Return all lines below containing the word "disc".
<<<<
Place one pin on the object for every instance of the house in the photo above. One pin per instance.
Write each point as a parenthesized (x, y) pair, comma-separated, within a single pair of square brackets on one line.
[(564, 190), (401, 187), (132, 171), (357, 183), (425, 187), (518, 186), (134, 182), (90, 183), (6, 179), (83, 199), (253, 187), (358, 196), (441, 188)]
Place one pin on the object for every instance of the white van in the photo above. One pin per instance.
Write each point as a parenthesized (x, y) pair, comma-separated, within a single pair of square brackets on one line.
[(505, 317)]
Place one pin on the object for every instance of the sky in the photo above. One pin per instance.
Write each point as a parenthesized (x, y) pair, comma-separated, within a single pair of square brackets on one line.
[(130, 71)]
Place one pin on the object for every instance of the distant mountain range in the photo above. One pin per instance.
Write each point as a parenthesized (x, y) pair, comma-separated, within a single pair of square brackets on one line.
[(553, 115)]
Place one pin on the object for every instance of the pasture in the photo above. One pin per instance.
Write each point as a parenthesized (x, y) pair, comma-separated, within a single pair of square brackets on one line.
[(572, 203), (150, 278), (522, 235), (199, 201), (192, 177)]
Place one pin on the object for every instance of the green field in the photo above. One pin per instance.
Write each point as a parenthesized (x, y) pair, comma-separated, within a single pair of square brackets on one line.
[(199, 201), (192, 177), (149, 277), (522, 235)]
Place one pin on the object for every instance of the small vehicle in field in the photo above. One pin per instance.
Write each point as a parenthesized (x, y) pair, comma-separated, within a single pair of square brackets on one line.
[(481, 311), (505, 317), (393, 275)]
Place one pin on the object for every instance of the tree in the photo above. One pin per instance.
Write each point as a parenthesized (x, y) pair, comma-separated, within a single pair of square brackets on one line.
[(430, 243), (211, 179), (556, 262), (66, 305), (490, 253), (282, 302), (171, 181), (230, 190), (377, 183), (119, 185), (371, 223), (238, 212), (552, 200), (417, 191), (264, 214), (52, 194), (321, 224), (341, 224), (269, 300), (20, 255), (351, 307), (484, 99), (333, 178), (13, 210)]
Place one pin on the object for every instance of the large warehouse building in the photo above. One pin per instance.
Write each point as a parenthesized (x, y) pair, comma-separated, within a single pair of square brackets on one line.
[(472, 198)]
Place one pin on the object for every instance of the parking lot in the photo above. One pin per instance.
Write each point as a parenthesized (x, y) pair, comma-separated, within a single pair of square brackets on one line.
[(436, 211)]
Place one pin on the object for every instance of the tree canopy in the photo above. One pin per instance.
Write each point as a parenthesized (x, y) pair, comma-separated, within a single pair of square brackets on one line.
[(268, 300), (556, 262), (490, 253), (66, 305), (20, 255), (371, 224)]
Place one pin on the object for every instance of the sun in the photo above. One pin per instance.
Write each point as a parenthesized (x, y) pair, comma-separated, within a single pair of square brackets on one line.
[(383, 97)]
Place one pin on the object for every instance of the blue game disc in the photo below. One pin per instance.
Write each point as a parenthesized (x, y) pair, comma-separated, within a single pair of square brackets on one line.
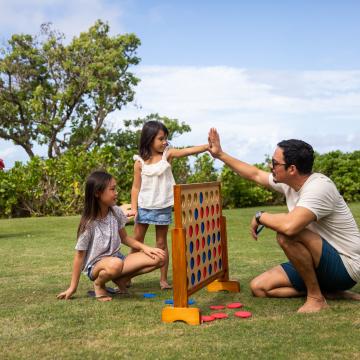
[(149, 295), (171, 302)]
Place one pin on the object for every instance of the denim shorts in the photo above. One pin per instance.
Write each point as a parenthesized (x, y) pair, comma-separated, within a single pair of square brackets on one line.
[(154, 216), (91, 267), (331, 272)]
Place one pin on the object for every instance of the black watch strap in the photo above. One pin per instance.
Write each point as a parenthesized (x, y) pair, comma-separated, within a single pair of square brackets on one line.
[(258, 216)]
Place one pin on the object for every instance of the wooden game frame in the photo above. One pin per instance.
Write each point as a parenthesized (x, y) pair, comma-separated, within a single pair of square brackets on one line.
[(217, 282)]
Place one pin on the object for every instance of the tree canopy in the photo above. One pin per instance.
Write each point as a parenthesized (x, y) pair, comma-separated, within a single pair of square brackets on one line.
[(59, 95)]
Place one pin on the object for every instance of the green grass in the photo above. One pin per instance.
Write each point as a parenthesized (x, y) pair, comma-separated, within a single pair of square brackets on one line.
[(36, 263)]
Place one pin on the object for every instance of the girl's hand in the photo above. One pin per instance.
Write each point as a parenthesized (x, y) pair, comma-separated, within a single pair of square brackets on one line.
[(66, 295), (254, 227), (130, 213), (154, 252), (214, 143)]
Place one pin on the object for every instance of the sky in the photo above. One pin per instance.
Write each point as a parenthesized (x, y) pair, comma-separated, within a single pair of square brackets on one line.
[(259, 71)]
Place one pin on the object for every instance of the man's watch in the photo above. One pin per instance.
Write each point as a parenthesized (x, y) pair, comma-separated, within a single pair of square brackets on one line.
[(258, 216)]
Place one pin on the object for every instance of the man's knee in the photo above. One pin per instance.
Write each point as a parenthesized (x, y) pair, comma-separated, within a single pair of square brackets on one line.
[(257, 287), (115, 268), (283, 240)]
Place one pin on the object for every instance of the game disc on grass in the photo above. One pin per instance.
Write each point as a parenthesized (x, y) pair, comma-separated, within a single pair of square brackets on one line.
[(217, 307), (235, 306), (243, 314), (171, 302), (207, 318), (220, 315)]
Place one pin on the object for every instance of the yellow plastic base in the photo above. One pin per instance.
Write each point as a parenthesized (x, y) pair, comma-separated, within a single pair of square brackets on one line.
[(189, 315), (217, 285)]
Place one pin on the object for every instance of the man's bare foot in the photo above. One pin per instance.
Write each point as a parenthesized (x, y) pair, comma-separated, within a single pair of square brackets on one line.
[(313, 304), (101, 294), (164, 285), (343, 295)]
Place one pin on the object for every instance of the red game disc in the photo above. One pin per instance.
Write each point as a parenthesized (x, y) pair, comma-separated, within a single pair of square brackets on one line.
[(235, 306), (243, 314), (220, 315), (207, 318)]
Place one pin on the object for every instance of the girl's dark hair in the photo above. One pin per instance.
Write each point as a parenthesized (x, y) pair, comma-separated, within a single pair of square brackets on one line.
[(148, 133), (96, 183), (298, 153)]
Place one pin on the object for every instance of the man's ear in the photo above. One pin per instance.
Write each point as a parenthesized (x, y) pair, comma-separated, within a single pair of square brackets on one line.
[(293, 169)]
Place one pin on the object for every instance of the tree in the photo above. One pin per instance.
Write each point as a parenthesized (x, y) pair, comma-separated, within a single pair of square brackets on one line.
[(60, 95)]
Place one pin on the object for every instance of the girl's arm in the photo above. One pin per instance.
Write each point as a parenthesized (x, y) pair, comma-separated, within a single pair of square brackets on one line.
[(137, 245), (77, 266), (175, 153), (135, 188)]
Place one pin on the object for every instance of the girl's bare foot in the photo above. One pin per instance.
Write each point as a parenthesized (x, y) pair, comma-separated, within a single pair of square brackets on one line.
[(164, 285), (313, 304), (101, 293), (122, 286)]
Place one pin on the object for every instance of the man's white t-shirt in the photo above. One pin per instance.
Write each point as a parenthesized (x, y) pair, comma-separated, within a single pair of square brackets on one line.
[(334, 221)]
>>>>
→ Response for this exercise:
Place one pin on the object for every instance of the blue game disc in the photo below. One pin per instance.
Place one pin on the object for every instance of the game disc on grass in the photo above. One pin per instance.
Place one pin on the object for every instance of the red game disc in the photo above. One pin per instance.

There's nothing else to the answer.